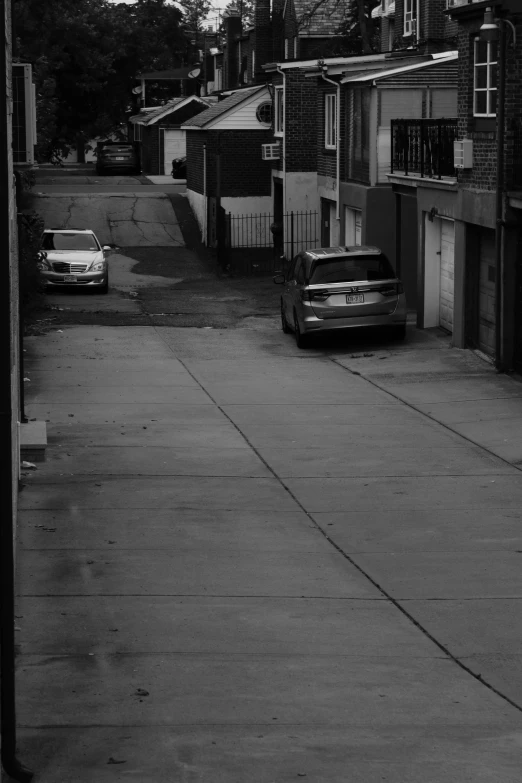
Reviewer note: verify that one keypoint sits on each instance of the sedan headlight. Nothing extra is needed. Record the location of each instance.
(98, 265)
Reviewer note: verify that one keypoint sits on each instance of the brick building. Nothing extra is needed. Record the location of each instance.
(224, 163)
(469, 221)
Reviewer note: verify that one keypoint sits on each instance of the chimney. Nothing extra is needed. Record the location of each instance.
(278, 31)
(263, 38)
(232, 24)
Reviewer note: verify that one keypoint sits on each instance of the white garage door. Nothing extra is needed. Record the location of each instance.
(447, 266)
(175, 146)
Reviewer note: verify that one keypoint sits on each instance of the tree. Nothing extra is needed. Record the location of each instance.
(86, 56)
(358, 34)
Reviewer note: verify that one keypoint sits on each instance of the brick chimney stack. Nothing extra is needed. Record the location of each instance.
(232, 24)
(263, 38)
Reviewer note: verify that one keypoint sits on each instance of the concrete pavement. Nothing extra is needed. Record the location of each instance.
(244, 562)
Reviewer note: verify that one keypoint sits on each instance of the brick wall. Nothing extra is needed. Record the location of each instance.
(301, 122)
(483, 174)
(326, 159)
(243, 171)
(437, 32)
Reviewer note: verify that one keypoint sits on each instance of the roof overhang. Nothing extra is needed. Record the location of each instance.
(373, 77)
(331, 62)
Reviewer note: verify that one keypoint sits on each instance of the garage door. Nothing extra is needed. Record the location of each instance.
(175, 146)
(486, 330)
(447, 265)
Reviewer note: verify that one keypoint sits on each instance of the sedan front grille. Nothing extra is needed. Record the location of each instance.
(65, 268)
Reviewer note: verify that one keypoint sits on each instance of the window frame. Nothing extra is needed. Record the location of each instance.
(279, 111)
(410, 18)
(330, 121)
(489, 64)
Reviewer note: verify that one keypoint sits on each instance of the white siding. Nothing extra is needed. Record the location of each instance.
(399, 105)
(443, 103)
(243, 117)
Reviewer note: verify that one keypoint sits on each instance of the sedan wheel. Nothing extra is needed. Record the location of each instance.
(300, 339)
(284, 323)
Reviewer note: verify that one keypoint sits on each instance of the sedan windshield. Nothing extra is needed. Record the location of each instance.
(348, 269)
(57, 241)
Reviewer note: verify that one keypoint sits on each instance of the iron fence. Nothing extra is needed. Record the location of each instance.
(423, 147)
(292, 233)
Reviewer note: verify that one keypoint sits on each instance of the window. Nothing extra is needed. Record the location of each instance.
(410, 16)
(264, 113)
(279, 123)
(352, 226)
(485, 81)
(330, 121)
(350, 269)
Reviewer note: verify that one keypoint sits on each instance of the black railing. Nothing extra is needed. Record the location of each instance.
(423, 147)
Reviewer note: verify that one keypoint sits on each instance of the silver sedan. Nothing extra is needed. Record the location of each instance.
(334, 288)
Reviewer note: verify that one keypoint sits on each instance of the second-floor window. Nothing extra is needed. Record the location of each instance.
(410, 16)
(485, 79)
(279, 114)
(330, 121)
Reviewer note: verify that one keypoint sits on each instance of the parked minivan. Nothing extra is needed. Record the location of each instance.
(115, 156)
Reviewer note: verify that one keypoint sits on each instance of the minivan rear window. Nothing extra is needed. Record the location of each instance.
(349, 269)
(113, 148)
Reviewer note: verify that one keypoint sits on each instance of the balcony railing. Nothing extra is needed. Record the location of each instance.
(423, 147)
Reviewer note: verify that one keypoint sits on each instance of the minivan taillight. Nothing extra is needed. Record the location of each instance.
(319, 296)
(391, 290)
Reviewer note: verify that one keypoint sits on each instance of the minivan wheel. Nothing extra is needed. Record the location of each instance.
(301, 339)
(284, 323)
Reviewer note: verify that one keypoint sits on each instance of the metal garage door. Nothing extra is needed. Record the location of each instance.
(447, 265)
(486, 325)
(175, 146)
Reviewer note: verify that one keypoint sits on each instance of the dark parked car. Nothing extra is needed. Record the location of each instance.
(116, 156)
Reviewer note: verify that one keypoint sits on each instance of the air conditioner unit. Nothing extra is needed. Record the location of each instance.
(270, 151)
(463, 154)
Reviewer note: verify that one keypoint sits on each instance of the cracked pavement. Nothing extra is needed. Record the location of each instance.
(246, 563)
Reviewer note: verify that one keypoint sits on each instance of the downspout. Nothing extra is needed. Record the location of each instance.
(338, 145)
(8, 310)
(284, 144)
(499, 203)
(205, 210)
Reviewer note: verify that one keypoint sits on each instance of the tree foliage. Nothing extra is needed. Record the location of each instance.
(86, 56)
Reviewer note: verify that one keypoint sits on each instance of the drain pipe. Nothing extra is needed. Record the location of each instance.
(8, 411)
(205, 204)
(337, 85)
(278, 69)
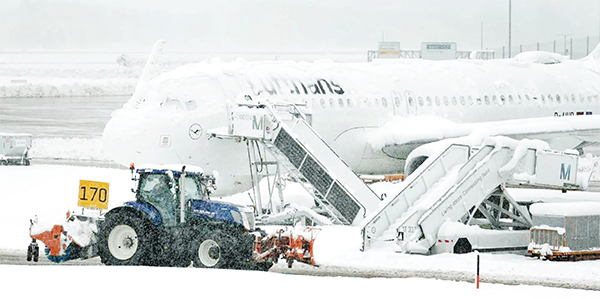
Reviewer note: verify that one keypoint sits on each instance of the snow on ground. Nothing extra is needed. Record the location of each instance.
(50, 191)
(144, 282)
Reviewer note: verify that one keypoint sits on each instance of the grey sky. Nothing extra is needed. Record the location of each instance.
(288, 25)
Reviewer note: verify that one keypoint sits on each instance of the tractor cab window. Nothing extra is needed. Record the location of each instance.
(193, 188)
(157, 190)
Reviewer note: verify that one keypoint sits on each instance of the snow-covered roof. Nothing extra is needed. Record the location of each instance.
(175, 168)
(565, 209)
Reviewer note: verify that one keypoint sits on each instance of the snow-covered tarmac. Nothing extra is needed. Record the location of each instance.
(48, 191)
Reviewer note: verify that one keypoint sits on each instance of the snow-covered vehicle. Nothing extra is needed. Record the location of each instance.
(14, 148)
(172, 222)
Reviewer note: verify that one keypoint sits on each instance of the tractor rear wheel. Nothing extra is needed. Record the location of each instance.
(213, 250)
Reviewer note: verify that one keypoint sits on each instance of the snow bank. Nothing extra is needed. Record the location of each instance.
(68, 148)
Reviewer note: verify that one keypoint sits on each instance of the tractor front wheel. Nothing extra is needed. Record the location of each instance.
(125, 239)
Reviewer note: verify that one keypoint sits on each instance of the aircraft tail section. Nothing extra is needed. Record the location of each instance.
(594, 55)
(150, 70)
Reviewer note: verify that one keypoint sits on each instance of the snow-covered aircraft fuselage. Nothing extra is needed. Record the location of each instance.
(372, 114)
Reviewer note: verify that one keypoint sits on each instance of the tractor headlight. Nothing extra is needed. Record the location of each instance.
(243, 219)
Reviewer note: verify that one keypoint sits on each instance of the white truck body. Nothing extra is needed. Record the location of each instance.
(14, 148)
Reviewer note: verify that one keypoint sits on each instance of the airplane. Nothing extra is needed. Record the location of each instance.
(378, 116)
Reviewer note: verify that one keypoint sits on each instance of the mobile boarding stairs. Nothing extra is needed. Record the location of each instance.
(460, 185)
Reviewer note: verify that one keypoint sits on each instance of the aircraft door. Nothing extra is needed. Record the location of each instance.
(410, 102)
(398, 104)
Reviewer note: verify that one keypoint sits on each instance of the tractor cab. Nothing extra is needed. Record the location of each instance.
(161, 187)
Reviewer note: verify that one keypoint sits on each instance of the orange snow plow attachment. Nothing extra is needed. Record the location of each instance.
(296, 245)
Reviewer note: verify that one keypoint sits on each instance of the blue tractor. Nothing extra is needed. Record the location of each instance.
(173, 222)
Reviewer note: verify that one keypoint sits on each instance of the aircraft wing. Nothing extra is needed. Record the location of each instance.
(400, 136)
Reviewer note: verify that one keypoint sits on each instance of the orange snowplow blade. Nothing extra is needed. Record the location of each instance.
(51, 239)
(296, 245)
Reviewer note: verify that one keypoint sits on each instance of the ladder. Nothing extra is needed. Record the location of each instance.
(301, 151)
(463, 188)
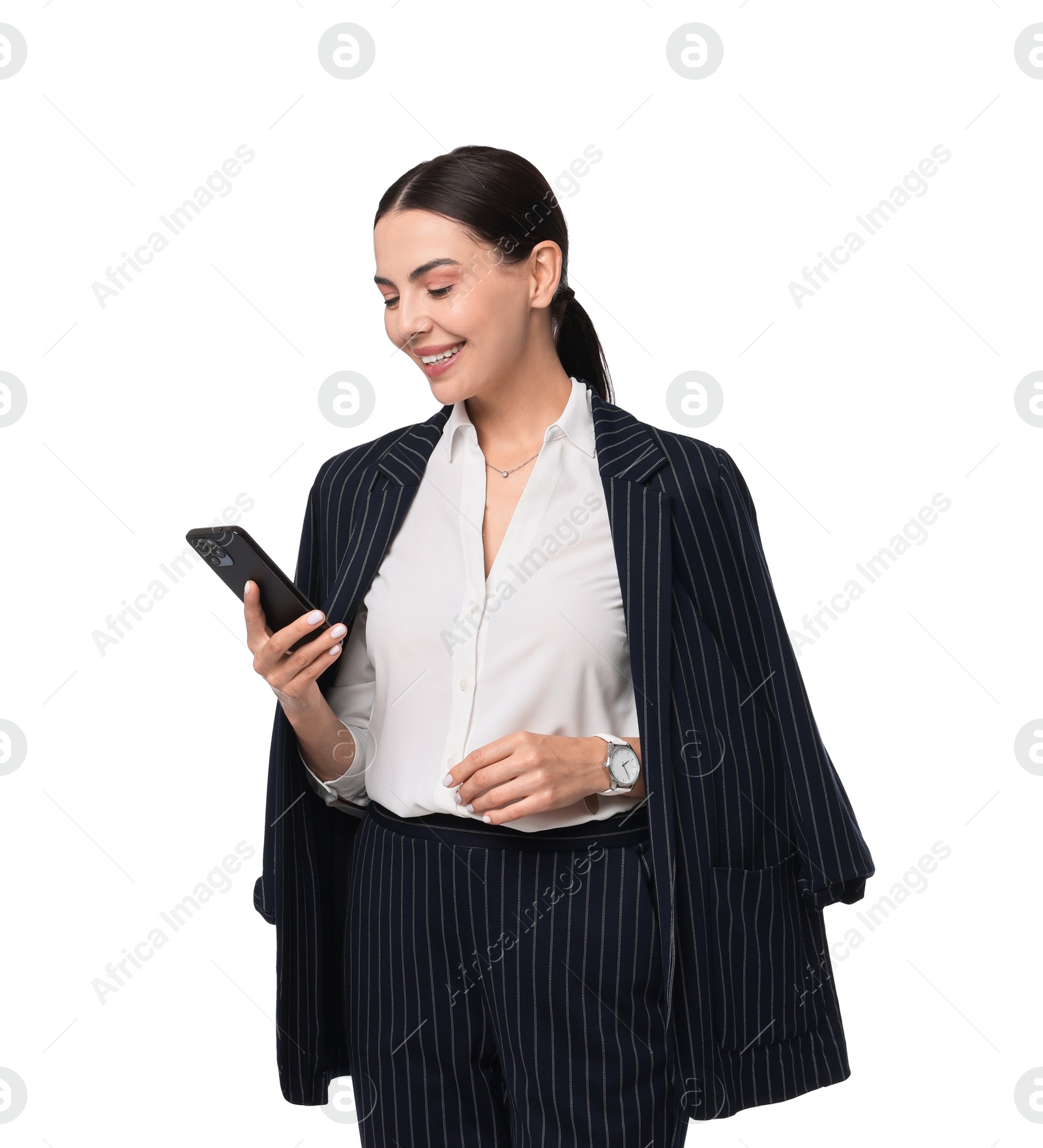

• **Work order**
Write every line above again exactly, but leave the pictures out.

• **Response to the task**
Reviewer note: verify that one keypoint sits on each instance of the sedan headlight. Nothing extra is needed. Record the location of each instance.
(98, 265)
Reviewer note: verify that one keypoint sits on each instance of the brick building. Nothing extra is needed. Record the location of each instance.
(224, 163)
(469, 221)
Reviewer note: verify that one keypoint sits on each instance of the chimney. Nothing extra is needed. Record the location of each instance.
(278, 31)
(263, 38)
(232, 24)
Reviewer note: verify that one keypoint sits on each instance of the white garage door. Nothing extra is needed. Record the location of each instance.
(447, 266)
(175, 146)
Reviewer note: verify that one keypoint sits on each instance of the tree. Nothing extra is needed. Record the location of each instance.
(86, 56)
(358, 34)
Reviewer note: verify that one keypoint sits on each instance of the brick chimney stack. Nothing extra is needed. Record the location of each instance.
(232, 24)
(263, 38)
Reviewer note: verify that one keypoint sits on each instance of the concrete pavement. Nothing extra is needed. Record the location of each instance.
(244, 562)
Reviewer note: verify that one keypoint sits on each instance of the brick wall. Nothing extra is needed. Record the location of each instance.
(301, 122)
(483, 174)
(326, 159)
(243, 171)
(437, 32)
Reviewer note: verify that one keypoint sits on each instance of the roof overhang. Nothing extra is needed. Record the location of each instance.
(373, 77)
(331, 62)
Reviewer note: verify that one keypoint sits on each instance of the garage door. Nothing extra is needed. Record the location of each instance.
(175, 146)
(486, 330)
(447, 265)
Reviewer note: verify that one keypoint sits on each instance of the sedan front grille. Nothing extra is needed. Record the location of each instance.
(65, 268)
Reviewer note: verify that one keypoint sits on each instance of the window frame. Nothing extra is needed. Record the location of each instance.
(279, 111)
(410, 18)
(330, 121)
(489, 64)
Reviewer note: verify that one keypoint sits on each instance of the white siding. Nothing extra is needed. Record the location of each instance.
(399, 105)
(443, 103)
(243, 117)
Reviewer note: verify that one keypoint sits on each instance of the sedan wheel. Nothing extra is needed. Record the location of each instance.
(300, 339)
(284, 323)
Reviewer note: verify that one keypoint sits on each instance of the sedan windshield. Nothing extra is needed. Record the location of each instance.
(348, 269)
(57, 241)
Reviewer note: verify that one keypoint sits on each instance of the iron fence. Nothing extra is needed. Record the location of each instance.
(423, 147)
(292, 233)
Reviewer note: verify that one keypoint sits on each instance of the window. Nothing extra is needed. Record the location of each instance.
(410, 16)
(264, 113)
(279, 123)
(352, 226)
(485, 81)
(330, 121)
(350, 269)
Reviewer note: verify that one keypoint sits on each instance of the black railing. Nothing extra is needed. Record the location of each instance.
(423, 147)
Reviewer note: verify that one keypoint sits on each instance of the silver sedan. Nothing extra is needed. Record the location of each instance.
(334, 288)
Reviewer note: verify that one keypoint sits on each instance of the second-floor window. Nothing extra is needed. Record the location of each instance.
(410, 16)
(485, 79)
(279, 114)
(330, 121)
Reviewer note: verify that one keypoint sits on each instance of the parked minivan. Nothing extra is needed. Record the location of each instance.
(115, 156)
Reviewer note: verify that one keypoint sits on each instance of the minivan rear window. Nothing extra is needed. Record the location of each instance.
(349, 269)
(113, 148)
Reviewer note: verify that one keypoint sits on each instance of the balcony railing. Nothing extra is needed. Record the location of each instance.
(423, 147)
Reviewer note: verify that one keypoint sits on each instance of the minivan taillight. Nothing extra is needed. Record the location of each instance.
(319, 296)
(391, 290)
Reviewer note: verify that one keypoint sits on each instance of the minivan wheel. Nothing extra is needed. Record the location of each instance.
(301, 339)
(284, 323)
Reviewer note: verify that one keypoint sits on each instance of the metal garage door. Nothing extra is needed. Record the location of each instance.
(447, 265)
(486, 325)
(175, 146)
Reviewer note: verify that one keypoint sits on each instance of the dark parked car. Nothing extra is needed. Record the location of each instance.
(116, 156)
Reviewer note: verify that one keypoint sits on each instance of the air conditioner unit. Nothing extra is needed. Record the location of each instance.
(270, 151)
(463, 154)
Reviewer note: verify that one keypoint sits on each instance of the cracked pavement. Nothing extra is needed. Record the location of each instance.
(246, 563)
Reviewer note: verify that one keypoint sits on each instance of the downspout. Nothing extra is needed. Record the location of each instance.
(338, 145)
(8, 310)
(284, 144)
(499, 203)
(205, 210)
Reviewer note: verify that one keypoint sits on each instance of the tree foliage. Nothing extra is needed. Record the location of each instance.
(86, 56)
Reviewer note: verify that one keypoint sits on each instance of the drain pipe. Nothing extra is needed. Record the location of each instance.
(8, 411)
(205, 204)
(337, 85)
(278, 69)
Reviewer note: verify that one keypoint sits on each instance of the snow on ground. Nothing extra is needed. Record the location of each instance.
(50, 191)
(144, 282)
Reviewer note: verify that one keypoint sits on each instance of the grey sky. Nothing extra is needed. Record the location of each instance.
(288, 25)
Reviewer note: verify that one keypoint sits on each instance of the tractor cab window. Nothing extra is needed. Record the location of each instance.
(193, 188)
(157, 190)
Reviewer note: verify that one keypoint sits on each instance of the snow-covered roof. Nothing extra is needed. Record the location of each instance.
(175, 168)
(565, 209)
Reviewer note: verify that one keypoint sits on each instance of the snow-covered tarmac. Nothing extra is needed. Record the location of each instance.
(48, 191)
Reviewer note: verify that one keypoint sits on each instance of the snow-covered vehicle. Nothing extra is needed. Record the location of each instance.
(14, 148)
(172, 222)
Reviewer note: verify that one keypoint sits on each instance of the tractor rear wheel. Nothing extra is needed. Record the location of each instance.
(213, 250)
Reviewer note: verify that one keypoint sits on each instance of the snow bank. Nothing extra is needed. Record the location of each instance.
(68, 148)
Reviewer note: verify that one keypoint sits on each instance of the tractor front wheel. Nothing extra is needed. Record the location of each instance.
(125, 239)
Reviewer note: verify that one keypoint sits on each instance of the aircraft tail section. Nothing extra is needed. Record the location of each instance.
(594, 55)
(150, 70)
Reviewer note: verify that one keypoint sits on each instance of the snow-covered aircraft fuselage. Nothing extra is needed. Record the location of each instance.
(372, 114)
Reviewer note: verify that one keypoint sits on each instance of the tractor headlight. Nothing extra is needed. Record the location of each instance.
(243, 219)
Reviewer note: verify that one keypoint sits on each instance of the white truck body. Nothing extra is needed. Record the location of each instance.
(14, 148)
Reviewer note: verify that one keypoint sits on each instance of the airplane. Nothing extra is needed. Record the location of each instance.
(378, 116)
Reviewer note: verify that one keypoint sits on each instance of the mobile boarding stairs. Nothing extra is needed. Record the location of each instance.
(460, 185)
Reviewer note: verify that one keypoint sits on each instance of the aircraft door. Nothing extra is needed. Record the location of each instance.
(410, 102)
(398, 104)
Reviewer note: verify that one keypoint sits on each instance of the tractor cab. Nothing extra is needed. Record the location of each instance.
(161, 187)
Reviewer note: verify that one keypoint sits on each instance of the orange snow plow attachment. Nothing extra is needed. Record the location of each instance.
(296, 245)
Reviewer note: verify that one keypoint sits on each instance of the blue tractor. Nothing extra is needed. Record the location of each instance.
(173, 222)
Reviewer note: verify that one keypoint sits on each instance of the aircraft wing. Nothing extra is needed. Record the location of each instance.
(400, 136)
Reviewer note: verify that one keypoint sits on each instance of the orange snowplow blade. Nothing extra is needed. Record the location of each instance.
(51, 239)
(296, 245)
Reviewer note: verify that one keypoint sits on each instance of the ladder. Nothing extra is needed. Record the location of each instance.
(301, 151)
(463, 188)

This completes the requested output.